▸ **Assigned task**
In the passage on hate and overpopulation below, what would reason call for in this case?

▸ **Extracted text**

########################################

But, hate and overpopulation are not a good mix at all. We can see the beginnings of this right now. Survival, in the midst of species overpopulation, becomes wrapped in the tendency to hate others who are managing to grab pieces of the limited pie that we want ourselves. Reason, which in this case would be to enforce responsible reproduction on everyone, gives way to what is essentially human genocide. Others have to be gotten rid of so that we may live (have access to the pie which is limited in size). We know who the enemy is—it’s the 2% who own 90% of our nation’s wealth, or the blacks in the ghettoes, or the hispanics in the farm fields, or the Asians taking up so many spots at Universities, or those on welfare, or the gays who so suddenly have equal rights, or the unions who make products more expensive, or people with certain wrong inherited religious beliefs, or inferior races, or inferior cultures, and so on. It is never, for the vast majority of people, a case of human overpopulation, but it is the presence and actions of certain groups of people. The sudden obsession of some with ‘family values’ is nothing more than ‘hate’ (in some form or fashion) of others whose presence is hated, and so the ‘family’ circles the wagon, they stand their ground, they arm themselves, and a battle of course will at some point ensue. And as more and more people come to feel they have nothing left to lose, they will become terrorists and at least take a lot of people with them in this modern day spectacle of suicide by lottery.

########################################

▸ **Stored data**
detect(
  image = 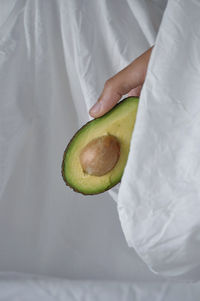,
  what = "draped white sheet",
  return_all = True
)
[0,273,200,301]
[0,0,199,286]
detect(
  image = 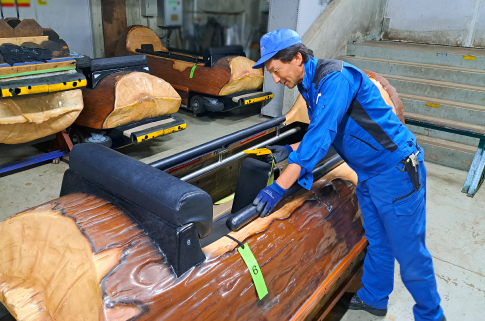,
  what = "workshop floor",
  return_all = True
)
[0,112,485,321]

########################################

▸ **Written solution**
Enforcing responsible reproduction on everyone.